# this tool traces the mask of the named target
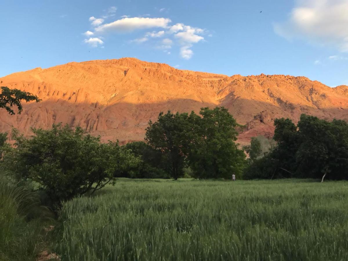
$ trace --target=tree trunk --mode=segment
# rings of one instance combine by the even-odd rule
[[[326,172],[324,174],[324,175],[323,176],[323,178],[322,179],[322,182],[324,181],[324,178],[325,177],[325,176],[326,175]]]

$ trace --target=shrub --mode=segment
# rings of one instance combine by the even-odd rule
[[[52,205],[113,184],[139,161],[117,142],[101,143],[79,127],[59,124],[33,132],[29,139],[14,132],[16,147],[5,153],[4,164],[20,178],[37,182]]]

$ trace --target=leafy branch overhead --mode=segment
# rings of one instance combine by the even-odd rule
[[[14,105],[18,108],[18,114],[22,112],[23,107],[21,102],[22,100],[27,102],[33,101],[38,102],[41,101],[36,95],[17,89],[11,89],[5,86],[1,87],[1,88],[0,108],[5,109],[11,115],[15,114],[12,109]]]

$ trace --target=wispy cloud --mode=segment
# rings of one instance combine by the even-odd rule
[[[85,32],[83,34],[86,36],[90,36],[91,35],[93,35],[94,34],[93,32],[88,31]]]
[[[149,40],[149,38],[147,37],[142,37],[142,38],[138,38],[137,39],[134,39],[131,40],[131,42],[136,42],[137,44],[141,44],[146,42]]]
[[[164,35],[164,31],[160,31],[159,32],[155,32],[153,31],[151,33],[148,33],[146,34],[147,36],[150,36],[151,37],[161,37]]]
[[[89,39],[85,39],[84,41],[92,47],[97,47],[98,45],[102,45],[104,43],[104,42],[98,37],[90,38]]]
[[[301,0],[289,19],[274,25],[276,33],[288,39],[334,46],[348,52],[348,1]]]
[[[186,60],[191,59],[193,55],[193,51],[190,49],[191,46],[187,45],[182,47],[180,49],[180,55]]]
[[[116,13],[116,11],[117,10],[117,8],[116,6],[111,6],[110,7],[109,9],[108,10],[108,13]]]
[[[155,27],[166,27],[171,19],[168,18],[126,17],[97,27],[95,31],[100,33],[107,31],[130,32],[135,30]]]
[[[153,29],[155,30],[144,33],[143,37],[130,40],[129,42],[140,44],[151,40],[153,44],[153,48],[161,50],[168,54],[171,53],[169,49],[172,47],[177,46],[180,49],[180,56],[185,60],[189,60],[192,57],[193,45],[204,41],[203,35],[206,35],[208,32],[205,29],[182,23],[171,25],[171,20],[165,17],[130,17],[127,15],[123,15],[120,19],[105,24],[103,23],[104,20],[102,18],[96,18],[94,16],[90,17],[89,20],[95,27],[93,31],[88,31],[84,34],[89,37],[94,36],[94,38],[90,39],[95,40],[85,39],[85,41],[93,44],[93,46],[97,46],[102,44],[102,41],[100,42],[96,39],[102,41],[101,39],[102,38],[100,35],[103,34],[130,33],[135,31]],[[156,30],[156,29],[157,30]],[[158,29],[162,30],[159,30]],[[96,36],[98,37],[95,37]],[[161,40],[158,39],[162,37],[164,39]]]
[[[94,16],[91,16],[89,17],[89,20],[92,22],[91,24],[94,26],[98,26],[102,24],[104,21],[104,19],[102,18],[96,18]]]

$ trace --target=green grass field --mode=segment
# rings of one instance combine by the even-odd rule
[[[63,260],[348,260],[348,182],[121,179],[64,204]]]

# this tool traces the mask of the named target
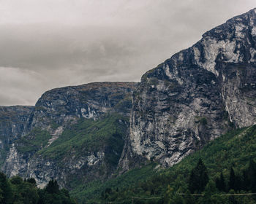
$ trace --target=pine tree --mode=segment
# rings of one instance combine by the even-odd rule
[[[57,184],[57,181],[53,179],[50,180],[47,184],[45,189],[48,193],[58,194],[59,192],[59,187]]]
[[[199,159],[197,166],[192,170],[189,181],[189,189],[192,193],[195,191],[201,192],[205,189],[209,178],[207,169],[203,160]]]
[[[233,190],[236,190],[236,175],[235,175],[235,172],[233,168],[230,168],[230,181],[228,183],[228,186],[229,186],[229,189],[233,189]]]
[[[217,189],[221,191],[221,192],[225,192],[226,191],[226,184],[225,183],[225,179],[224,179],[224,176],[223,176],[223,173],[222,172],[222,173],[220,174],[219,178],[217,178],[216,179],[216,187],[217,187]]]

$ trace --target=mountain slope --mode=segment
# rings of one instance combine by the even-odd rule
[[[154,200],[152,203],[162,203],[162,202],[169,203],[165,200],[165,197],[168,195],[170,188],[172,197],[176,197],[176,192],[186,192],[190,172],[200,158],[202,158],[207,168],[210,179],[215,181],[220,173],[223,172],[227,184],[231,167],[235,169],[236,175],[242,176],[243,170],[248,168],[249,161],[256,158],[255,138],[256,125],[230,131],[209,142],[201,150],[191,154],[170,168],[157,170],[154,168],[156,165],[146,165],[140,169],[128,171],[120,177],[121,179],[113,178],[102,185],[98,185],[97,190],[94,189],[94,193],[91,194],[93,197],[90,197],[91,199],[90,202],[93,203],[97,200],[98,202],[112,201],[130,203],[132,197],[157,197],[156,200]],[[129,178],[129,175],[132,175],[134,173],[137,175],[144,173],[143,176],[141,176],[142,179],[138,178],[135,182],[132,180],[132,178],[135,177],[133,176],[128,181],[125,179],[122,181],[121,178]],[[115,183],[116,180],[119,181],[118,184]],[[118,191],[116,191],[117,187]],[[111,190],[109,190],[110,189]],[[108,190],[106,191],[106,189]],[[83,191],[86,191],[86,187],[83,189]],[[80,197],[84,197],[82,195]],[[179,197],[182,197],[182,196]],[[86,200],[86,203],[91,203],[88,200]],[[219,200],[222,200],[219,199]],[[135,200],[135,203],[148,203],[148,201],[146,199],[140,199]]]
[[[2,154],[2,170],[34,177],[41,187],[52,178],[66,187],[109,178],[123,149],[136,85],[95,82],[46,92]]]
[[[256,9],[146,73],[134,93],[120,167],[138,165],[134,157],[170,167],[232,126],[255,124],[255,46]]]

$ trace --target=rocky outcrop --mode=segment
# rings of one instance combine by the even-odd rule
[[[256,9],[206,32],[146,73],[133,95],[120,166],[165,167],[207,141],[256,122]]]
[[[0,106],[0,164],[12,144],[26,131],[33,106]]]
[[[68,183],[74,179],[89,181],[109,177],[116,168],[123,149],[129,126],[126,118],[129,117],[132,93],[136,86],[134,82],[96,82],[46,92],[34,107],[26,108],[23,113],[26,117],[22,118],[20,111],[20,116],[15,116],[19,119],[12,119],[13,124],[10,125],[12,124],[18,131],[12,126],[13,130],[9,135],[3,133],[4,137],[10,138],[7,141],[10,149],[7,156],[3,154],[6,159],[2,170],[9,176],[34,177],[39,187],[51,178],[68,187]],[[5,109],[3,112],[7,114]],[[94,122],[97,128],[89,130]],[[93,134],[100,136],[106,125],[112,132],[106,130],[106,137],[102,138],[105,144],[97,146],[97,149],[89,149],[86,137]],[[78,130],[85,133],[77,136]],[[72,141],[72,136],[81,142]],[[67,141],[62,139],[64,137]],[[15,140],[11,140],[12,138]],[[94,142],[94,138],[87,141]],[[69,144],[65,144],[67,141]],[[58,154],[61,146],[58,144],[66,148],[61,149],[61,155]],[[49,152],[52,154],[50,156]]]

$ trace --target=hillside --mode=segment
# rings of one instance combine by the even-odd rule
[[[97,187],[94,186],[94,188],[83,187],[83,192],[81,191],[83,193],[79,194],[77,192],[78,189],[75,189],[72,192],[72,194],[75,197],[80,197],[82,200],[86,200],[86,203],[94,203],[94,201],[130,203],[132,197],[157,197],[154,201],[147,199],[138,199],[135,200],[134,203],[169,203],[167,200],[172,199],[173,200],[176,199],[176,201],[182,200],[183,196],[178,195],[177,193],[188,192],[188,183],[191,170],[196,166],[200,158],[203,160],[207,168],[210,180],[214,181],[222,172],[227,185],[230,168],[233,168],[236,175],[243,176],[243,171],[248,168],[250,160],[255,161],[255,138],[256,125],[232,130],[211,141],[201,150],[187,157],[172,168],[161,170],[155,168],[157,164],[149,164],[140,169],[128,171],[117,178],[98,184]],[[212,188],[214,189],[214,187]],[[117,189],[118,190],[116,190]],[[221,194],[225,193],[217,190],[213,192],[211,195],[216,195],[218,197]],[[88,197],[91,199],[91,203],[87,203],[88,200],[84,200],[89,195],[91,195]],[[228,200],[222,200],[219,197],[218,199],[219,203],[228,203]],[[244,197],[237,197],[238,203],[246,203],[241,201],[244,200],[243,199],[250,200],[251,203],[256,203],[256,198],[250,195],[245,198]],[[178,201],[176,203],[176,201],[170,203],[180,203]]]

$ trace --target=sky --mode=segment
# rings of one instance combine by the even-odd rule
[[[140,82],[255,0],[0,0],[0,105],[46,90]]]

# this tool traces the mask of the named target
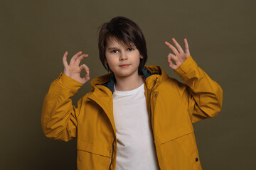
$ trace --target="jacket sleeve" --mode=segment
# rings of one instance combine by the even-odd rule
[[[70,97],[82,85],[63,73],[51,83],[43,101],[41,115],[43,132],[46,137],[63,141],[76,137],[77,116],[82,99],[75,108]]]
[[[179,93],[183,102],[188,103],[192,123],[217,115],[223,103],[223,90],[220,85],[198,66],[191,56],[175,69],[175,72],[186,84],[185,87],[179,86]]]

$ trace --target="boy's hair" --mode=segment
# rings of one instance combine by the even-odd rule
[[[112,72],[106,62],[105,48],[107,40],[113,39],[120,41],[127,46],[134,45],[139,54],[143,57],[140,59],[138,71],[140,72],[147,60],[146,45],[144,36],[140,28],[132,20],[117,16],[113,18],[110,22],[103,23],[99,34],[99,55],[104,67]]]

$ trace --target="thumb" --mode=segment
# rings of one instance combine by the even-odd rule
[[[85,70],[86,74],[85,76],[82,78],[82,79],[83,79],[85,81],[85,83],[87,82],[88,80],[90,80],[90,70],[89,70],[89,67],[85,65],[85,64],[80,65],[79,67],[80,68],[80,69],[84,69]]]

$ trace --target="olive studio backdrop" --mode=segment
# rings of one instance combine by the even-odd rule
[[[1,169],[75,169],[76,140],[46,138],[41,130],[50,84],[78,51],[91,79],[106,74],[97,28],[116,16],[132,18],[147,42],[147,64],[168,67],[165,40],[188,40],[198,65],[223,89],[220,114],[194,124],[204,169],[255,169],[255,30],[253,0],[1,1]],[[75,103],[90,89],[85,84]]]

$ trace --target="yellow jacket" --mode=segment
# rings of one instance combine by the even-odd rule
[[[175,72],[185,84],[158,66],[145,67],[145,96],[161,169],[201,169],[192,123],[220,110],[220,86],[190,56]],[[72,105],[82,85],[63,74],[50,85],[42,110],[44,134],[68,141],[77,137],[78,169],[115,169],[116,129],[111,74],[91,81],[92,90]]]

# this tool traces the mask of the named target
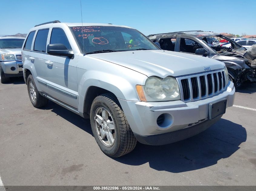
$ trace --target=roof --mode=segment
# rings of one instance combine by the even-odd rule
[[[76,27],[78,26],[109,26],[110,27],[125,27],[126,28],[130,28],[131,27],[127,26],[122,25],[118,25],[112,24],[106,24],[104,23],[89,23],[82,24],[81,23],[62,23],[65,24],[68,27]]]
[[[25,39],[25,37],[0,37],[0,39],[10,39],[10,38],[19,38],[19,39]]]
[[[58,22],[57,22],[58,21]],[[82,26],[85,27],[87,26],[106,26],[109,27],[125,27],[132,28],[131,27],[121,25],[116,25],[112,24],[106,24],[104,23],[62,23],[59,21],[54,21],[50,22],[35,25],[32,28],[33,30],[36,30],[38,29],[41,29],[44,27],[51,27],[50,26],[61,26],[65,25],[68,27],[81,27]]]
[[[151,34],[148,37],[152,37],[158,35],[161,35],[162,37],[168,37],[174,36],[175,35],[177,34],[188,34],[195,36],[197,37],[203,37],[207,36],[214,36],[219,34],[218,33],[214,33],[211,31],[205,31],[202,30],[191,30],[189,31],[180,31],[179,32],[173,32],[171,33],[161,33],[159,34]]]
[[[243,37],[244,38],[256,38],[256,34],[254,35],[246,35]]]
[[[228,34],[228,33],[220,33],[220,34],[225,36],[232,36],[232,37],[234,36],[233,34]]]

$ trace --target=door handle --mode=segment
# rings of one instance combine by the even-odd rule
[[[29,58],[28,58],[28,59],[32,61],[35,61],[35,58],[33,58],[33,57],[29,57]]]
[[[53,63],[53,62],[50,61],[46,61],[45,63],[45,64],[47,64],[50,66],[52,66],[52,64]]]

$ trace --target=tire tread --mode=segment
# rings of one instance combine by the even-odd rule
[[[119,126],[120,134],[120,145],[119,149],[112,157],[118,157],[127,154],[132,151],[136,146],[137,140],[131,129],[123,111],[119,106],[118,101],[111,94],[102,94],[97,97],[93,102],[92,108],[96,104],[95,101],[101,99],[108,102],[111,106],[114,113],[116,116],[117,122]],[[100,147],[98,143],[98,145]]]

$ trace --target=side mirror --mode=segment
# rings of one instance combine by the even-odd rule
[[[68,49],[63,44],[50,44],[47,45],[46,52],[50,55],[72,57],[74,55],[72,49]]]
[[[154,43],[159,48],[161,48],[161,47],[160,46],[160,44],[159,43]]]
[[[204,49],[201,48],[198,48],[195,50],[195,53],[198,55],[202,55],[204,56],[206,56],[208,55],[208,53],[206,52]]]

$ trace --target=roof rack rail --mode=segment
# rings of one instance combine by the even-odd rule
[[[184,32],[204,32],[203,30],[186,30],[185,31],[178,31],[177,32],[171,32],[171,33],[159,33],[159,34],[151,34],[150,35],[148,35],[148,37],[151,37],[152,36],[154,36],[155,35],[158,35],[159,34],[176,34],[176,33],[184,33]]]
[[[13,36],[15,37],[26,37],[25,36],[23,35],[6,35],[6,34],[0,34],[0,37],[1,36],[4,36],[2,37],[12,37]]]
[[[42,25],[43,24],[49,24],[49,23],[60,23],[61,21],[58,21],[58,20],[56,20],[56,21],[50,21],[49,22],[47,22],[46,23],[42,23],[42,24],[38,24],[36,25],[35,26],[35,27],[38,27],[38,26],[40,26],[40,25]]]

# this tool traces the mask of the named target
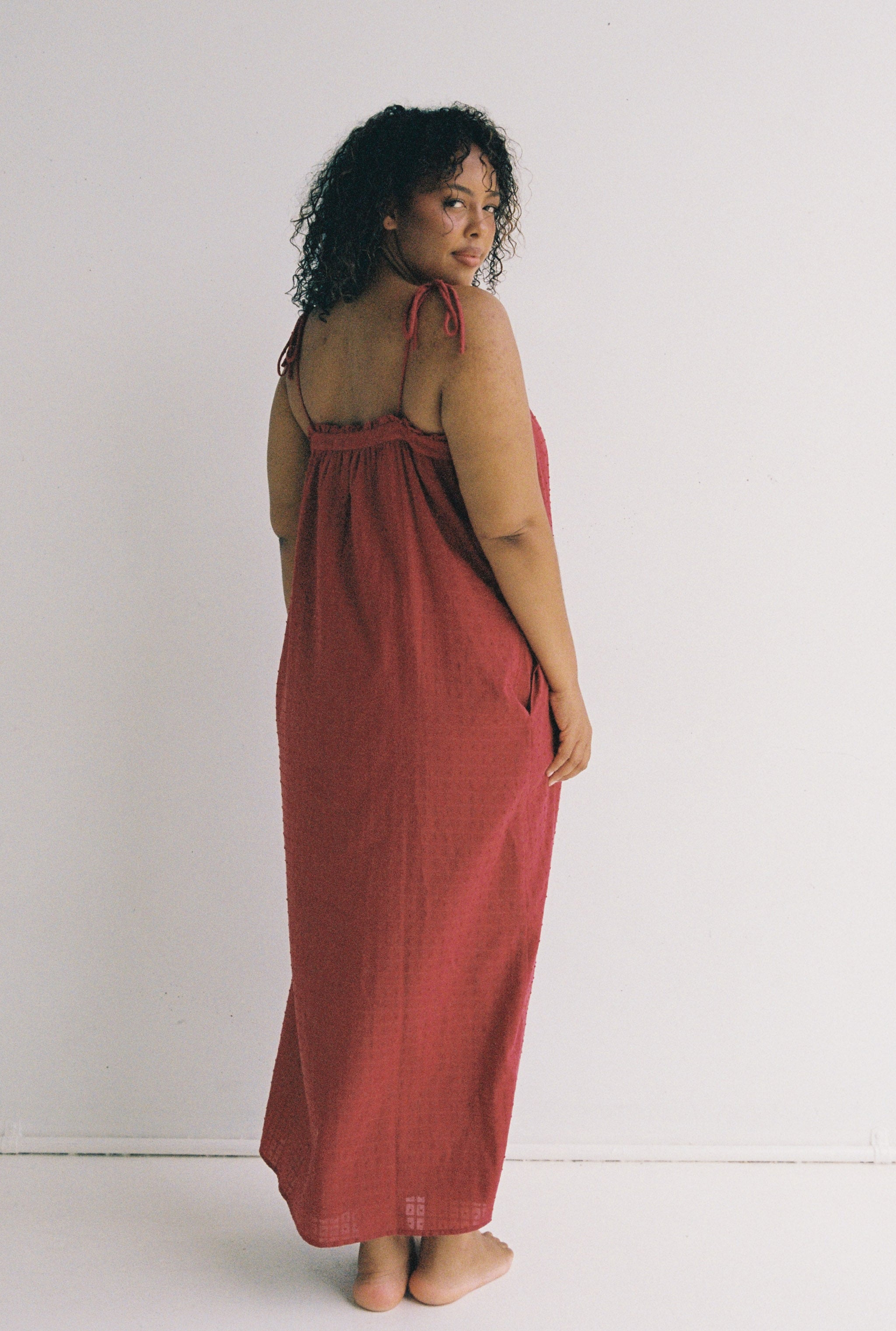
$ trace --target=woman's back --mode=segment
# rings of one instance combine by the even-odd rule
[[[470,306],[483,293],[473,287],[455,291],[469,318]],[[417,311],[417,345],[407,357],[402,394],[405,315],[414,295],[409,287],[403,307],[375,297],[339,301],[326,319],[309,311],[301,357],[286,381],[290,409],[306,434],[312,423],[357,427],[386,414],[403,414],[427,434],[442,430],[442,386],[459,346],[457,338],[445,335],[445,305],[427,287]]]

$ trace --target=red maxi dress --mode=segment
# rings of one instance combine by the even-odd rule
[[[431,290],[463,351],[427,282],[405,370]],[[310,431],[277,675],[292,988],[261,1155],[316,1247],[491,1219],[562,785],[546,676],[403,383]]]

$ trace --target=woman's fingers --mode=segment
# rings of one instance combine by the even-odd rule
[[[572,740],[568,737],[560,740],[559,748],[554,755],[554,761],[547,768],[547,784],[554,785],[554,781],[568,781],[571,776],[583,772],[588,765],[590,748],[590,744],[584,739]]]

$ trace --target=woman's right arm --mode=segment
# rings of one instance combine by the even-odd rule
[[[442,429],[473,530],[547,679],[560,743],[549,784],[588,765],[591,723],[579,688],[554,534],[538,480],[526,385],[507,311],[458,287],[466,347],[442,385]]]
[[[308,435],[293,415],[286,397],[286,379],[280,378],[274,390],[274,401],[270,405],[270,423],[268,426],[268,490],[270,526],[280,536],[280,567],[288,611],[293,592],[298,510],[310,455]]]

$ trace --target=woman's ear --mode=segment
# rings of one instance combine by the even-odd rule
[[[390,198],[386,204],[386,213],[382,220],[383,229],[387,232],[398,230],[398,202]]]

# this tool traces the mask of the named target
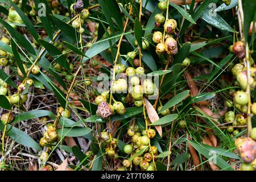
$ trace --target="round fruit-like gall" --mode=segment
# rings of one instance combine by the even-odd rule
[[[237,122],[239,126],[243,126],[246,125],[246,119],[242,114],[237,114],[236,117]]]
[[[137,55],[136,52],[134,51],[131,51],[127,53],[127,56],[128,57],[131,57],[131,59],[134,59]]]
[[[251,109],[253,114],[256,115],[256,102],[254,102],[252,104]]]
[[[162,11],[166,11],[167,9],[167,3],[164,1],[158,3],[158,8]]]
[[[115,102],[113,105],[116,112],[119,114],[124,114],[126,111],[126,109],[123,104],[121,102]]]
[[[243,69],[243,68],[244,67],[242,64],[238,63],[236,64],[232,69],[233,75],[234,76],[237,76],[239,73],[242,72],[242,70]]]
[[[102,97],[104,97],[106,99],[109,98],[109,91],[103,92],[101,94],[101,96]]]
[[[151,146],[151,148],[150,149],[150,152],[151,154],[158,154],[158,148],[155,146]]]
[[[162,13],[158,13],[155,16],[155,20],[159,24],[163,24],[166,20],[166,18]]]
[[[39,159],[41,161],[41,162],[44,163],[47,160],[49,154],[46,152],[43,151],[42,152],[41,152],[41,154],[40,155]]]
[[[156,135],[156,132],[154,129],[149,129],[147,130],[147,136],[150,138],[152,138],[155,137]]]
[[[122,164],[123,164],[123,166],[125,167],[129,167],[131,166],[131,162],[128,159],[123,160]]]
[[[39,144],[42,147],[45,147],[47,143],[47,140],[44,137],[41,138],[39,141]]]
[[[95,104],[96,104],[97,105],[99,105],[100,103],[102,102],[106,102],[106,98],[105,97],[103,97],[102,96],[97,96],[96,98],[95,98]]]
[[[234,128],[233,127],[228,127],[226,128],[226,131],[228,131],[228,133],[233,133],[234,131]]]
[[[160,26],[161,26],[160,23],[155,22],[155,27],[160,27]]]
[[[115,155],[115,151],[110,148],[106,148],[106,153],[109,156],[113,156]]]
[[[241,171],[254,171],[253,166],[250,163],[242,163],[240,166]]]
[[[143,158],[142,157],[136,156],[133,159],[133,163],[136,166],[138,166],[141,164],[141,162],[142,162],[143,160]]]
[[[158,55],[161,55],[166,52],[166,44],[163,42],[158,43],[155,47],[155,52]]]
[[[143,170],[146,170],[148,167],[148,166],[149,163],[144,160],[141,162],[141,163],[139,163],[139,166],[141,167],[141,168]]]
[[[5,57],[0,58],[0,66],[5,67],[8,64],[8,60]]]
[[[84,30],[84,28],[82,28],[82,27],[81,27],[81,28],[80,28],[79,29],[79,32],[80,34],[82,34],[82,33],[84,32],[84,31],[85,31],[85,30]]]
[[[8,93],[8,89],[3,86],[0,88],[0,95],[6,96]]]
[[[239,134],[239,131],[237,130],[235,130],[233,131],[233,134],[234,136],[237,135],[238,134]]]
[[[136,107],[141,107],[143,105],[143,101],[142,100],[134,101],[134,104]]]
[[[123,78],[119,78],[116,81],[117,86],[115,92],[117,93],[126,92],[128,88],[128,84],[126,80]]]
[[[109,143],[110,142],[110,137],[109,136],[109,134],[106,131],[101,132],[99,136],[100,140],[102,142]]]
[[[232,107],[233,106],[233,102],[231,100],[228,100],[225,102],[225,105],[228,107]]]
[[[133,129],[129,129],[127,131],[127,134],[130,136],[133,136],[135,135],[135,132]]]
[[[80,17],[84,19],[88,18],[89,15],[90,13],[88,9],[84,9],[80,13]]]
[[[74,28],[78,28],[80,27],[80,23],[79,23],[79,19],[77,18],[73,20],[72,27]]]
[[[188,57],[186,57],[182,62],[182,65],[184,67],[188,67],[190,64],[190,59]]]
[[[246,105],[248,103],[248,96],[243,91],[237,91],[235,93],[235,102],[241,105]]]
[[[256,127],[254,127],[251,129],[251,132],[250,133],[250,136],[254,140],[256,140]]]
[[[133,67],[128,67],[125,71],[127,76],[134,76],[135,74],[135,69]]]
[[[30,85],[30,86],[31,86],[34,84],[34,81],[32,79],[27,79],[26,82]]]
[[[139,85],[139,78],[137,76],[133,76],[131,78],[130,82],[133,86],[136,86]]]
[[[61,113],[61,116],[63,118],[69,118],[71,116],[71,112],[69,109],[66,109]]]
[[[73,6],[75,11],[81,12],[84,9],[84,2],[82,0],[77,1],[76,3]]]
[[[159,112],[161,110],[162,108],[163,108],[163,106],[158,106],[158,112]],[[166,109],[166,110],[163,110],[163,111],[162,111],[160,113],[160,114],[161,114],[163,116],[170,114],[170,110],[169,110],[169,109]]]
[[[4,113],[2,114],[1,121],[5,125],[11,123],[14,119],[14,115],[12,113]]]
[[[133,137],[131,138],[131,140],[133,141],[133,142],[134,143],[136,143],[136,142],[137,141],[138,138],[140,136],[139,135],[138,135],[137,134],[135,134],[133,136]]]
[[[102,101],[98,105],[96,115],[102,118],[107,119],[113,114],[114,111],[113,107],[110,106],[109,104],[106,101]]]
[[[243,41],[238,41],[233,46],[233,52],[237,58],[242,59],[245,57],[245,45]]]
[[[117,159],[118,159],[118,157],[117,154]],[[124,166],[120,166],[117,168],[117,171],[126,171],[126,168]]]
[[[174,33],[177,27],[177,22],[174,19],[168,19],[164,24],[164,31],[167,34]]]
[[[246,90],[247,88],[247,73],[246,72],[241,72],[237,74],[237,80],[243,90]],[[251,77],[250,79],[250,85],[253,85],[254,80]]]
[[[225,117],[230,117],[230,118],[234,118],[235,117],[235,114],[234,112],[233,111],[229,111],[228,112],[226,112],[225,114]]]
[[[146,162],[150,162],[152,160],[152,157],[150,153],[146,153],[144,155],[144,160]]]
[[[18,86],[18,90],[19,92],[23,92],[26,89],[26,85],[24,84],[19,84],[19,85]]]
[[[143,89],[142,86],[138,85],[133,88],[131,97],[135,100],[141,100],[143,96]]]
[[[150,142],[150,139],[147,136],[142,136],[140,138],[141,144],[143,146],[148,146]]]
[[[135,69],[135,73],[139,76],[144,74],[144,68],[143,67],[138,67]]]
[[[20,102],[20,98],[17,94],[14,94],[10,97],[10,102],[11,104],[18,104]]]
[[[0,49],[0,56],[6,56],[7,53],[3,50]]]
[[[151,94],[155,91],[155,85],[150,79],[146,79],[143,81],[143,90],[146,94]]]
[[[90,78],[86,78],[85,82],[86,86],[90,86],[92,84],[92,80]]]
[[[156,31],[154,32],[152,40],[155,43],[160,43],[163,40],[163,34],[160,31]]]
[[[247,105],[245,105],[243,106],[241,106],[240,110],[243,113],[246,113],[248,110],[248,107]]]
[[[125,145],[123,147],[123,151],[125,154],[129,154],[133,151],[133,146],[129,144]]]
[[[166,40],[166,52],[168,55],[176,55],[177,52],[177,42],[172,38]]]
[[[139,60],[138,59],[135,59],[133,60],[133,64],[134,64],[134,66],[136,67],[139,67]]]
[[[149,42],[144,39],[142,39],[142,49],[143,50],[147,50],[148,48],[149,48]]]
________________________________________
**TASK REQUIREMENTS**: Reproduce everything in the material from the line containing "--target=rocky outcrop --mode=segment" down to the line containing "[[[0,106],[0,164],[12,144],[26,131],[33,106]]]", both included, lowering every coordinate by 88 and keeping all other text unchanged.

**FINAL ANSWER**:
$ trace --target=rocky outcrop --mode=segment
# rings of one instance combine by the even-odd rule
[[[168,-79],[118,-56],[58,-15],[45,7],[32,78],[77,79],[119,53],[168,34]]]
[[[-88,18],[-88,76],[-76,56],[-62,43],[-55,18]]]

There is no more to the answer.